EXERCISE PROMPT — Each entry below should be returned exactly as is, with the pictures removed.

━━━━━ MATERIAL FOR THIS EXERCISE ━━━━━

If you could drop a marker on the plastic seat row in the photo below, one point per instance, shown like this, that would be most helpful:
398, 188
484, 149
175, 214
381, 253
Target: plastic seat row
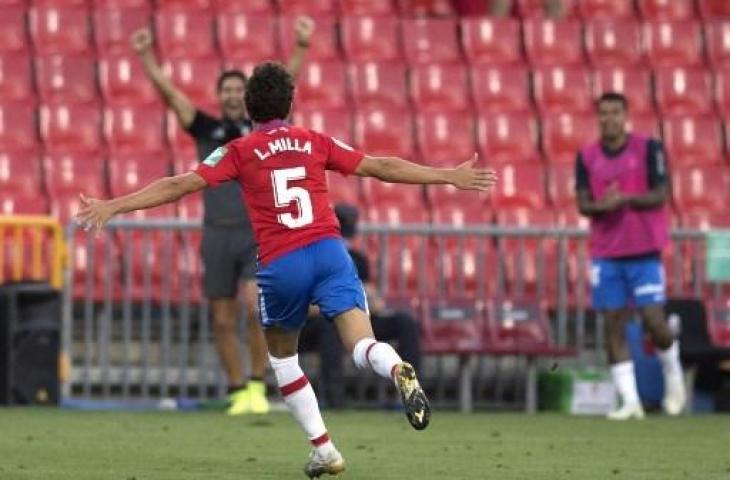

━━━━━

RESULT OF THIS EXERCISE —
If you could drop a marker on the plastic seat row in the photo below, one point per instance, shown like this, that would be most helpful:
398, 188
484, 149
175, 214
381, 253
Target: plastic seat row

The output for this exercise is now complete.